• _Challenge_
In the text about footballer Mark Roberts, reproduce the passage from "- 1992–2000: Kilmarnock" up to and including "Mirren / 13 / (3)" word for word.

• _Text provided_

════════════════════

Mark Roberts

Personal information
- Full name: Mark Roberts
- Date of birth: 29 October 1975 (age 49)
- Place of birth: Irvine, Scotland
- Position(s): Striker

Team information
- Current team: Troon

Youth career
- 1991–1992: Bellfield BC

Senior career*
- Years: Team / Apps / (Gls)
- 1992–2000: Kilmarnock / 101 / (15)
- 1999: → Raith Rovers (loan) / 3 / (1)
- 2000–2001: Falkirk / 25 / (9)
- 2001–2002: Airdrieonians / 36 / (12)
- 2002: Shelbourne / 27 / (5)
- 2003: St Mirren / 13 / (3)
- 2003–2005: Airdrie United / 62 / (3)
- 2005–2009: Partick Thistle / 104 / (30)
- 2009–2014: Ayr United / 136 / (43)
- 2015–2016: Clyde / 9 / (1)
- 2016–2018: Hurlford United / 67 / (11)
- 2020–: Troon

Managerial career
- 2012–2014: Ayr United (player-manager)
- 2018–2019: Queen's Park

= Mark Roberts (footballer, born 1975) =

Scottish footballer and coach

Mark Roberts (born 29 October 1975 in Irvine) is a Scottish football player and coach.

Roberts' playing career was mainly based in Scottish football, with spells at Kilmarnock, Falkirk, Airdrieonians, Partick Thistle, St Mirren, Airdrie United and Ayr United. He also had a spell at Shelbourne in the Republic of Ireland. In 2012, Roberts was appointed player/manager of Ayr United, a position he held until his departure from the club in 2014. He then had a stint as head coach of Queen's Park.

==Playing career==
Roberts spent his youth career with Bellfield Boys Club in Kilmarnock during the 1991–92 season. He signed for Kilmarnock F.C. at the start of the 1992–93 season and stayed for 8 seasons. Roberts made 101 league appearances and scored 15 league goals. During 1999, Roberts was loaned out to Raith Rovers by Kilmarnock, where he made 3 league appearances and scored one league goal.

Roberts signed for Falkirk at the start of the 2000–01 season and stayed for one season, where he made 25 league appearances and scored 9 league goals. He then signed for Airdrieonians at the start of the 2001–02 season and made 36 league appearances and scored 12 league goals. Airdrieonians went out of business at the end of the season. He then signed for Dublin club Shelbourne. He played in the League of Ireland Premier Division in the summer of 2002.

Roberts signed for Paisley club St Mirren in the January 2003 transfer window for the remainder of the 2002–03 season. He made 13 league appearances and scored 3 league goals for the Paisley club. Roberts signed for Airdrie United at the start of the 2003–04 season and stayed for two seasons, where he made 62 league appearances and scored 3 league goals.

Roberts signed for Partick Thistle at the start of the 2005–06 season. Roberts scored a brace in his first game against Dumbarton. Roberts scored 22 goals during his first season at Firhill, as Partick Thistle gained promotion to the Scottish First Division via the play-offs. Roberts was one of 5 nominees for the Scottish First Division Player of the Year Award for the 2006–07 season. Roberts made 104 league appearances for Partick Thistle in his 4 seasons at the club and scored 30 league goals, as well as 17 goals in other competitions. His 47 goals for Thistle ensured that the Jags fans would hold him in high regard long after he left the club, particularly as many saw him as the player that led Thistle to promotion to the First Division.

════════════════════

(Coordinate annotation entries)
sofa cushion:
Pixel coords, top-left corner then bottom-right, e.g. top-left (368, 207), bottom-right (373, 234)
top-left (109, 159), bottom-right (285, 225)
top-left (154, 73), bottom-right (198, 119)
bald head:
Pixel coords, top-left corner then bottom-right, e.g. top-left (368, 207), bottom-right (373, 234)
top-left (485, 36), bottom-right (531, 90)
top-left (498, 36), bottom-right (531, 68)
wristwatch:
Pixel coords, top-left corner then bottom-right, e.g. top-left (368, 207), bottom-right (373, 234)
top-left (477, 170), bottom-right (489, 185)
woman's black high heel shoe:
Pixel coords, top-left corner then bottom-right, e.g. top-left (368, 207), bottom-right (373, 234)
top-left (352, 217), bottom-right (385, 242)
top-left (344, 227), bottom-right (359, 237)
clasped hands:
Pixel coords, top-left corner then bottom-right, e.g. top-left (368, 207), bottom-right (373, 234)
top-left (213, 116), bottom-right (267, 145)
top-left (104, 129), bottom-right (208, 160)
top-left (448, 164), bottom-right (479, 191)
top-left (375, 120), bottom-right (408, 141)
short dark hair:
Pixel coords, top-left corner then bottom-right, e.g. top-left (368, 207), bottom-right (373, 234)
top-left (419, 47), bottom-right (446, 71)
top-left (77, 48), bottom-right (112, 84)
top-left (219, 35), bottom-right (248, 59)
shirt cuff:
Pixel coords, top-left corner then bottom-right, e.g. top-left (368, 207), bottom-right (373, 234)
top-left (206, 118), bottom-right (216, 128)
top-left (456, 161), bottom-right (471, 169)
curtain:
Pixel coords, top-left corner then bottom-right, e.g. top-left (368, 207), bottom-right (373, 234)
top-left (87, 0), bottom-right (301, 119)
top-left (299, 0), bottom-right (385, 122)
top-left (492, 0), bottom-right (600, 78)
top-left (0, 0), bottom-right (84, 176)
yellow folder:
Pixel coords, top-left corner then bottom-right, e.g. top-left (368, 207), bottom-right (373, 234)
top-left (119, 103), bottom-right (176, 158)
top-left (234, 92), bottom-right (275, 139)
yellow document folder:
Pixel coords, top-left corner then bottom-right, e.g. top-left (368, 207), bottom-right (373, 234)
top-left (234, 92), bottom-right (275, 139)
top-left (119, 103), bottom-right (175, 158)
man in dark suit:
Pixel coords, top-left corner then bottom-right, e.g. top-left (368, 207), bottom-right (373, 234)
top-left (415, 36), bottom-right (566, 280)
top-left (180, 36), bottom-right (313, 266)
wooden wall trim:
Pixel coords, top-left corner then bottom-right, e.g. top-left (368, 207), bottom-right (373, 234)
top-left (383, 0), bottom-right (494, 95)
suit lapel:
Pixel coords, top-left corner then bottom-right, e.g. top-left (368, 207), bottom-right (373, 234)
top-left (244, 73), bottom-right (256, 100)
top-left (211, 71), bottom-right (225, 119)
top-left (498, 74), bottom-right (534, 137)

════════════════════

• _Answer for this exercise_
- 1992–2000: Kilmarnock / 101 / (15)
- 1999: → Raith Rovers (loan) / 3 / (1)
- 2000–2001: Falkirk / 25 / (9)
- 2001–2002: Airdrieonians / 36 / (12)
- 2002: Shelbourne / 27 / (5)
- 2003: St Mirren / 13 / (3)